[CODE] People Also Ask Scraping with Python [Upgraded code from iam_ironman]

Ramazan

Regular Member
Joined
Aug 19, 2018
Messages
433
Reaction score
308
I saw the code on @iam_ironman post and upgraded with for loop, keyword list and writing resuls on txt file line by line. So also thanks for idea @RealDaddy

Python:
import requests
from lxml.html import fromstring
import lxml.html

file1 = open('YourPath/PeopleAlsoAsk/keywords.txt', 'r')
file2 = open('YourPath/PeopleAlsoAsk/paa.txt', 'w')
Lines = file1.readlines()
header = {
        'User-Agent': 'Mozilla/5.0 (Windows NT 10.0; Win64; x64) AppleWebKit/537.36 (KHTML, like Gecko) Chrome/89.0.4389.90 Safari/537.36',
        'Accept-Language': 'tr-tr,en;q=0.9',
        'Accept': 'text/html,application/xhtml+xml,application/xml;q=0.9,image/avif,image/webp,image/apng,*/*;q=0.8,application/signed-exchange;v=b3;q=0.9'
        }
for line in Lines:
        query = line.strip()

+-------+

• [EXERCISE]: Print out the People Also Ask scraping post from "file1 = open('YourPath/PeopleAlsoAsk/keywords.txt', 'r')" to "query = line.strip()". The data that follows is not needed.

• [ROWS]:
+-------+

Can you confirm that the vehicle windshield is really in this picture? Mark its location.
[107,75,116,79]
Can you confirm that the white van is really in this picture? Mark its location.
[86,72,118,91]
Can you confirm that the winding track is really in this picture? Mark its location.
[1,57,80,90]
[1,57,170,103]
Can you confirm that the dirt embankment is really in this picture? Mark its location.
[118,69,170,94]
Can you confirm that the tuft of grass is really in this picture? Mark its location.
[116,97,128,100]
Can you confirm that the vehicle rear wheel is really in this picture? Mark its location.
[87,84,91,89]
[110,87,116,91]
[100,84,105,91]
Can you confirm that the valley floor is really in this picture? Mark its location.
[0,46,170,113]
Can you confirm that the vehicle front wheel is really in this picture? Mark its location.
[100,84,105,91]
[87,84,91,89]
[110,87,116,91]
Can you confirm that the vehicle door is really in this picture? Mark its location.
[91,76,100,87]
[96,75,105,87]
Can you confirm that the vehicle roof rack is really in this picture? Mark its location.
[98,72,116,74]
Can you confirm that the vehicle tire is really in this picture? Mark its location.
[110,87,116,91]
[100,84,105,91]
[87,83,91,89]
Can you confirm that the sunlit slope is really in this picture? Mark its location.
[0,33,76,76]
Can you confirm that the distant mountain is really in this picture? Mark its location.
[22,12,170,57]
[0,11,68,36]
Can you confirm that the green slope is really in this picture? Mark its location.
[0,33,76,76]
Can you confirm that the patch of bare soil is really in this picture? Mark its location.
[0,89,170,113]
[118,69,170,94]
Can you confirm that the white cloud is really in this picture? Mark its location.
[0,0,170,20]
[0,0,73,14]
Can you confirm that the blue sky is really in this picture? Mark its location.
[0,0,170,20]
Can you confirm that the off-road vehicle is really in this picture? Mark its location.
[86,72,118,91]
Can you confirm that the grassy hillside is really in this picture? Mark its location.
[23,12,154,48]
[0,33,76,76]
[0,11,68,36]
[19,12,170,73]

+-------+

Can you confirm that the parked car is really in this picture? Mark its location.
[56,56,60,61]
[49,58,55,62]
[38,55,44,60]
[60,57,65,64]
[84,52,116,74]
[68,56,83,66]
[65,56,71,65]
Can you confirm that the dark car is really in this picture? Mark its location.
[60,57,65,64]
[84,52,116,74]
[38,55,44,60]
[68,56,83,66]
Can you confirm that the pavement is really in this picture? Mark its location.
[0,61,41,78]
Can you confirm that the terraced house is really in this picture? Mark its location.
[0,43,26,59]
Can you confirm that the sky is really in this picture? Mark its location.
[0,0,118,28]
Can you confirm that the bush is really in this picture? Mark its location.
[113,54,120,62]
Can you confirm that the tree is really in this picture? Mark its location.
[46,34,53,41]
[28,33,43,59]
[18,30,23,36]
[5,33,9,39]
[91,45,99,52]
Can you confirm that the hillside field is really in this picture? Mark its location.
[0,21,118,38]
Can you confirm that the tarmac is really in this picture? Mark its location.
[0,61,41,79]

+-------+

• [REPLY]:
file1 = open('YourPath/PeopleAlsoAsk/keywords.txt', 'r')
file2 = open('YourPath/PeopleAlsoAsk/paa.txt', 'w')
Lines = file1.readlines()
header = {
        'User-Agent': 'Mozilla/5.0 (Windows NT 10.0; Win64; x64) AppleWebKit/537.36 (KHTML, like Gecko) Chrome/89.0.4389.90 Safari/537.36',
        'Accept-Language': 'tr-tr,en;q=0.9',
        'Accept': 'text/html,application/xhtml+xml,application/xml;q=0.9,image/avif,image/webp,image/apng,*/*;q=0.8,application/signed-exchange;v=b3;q=0.9'
        }
for line in Lines:
        query = line.strip()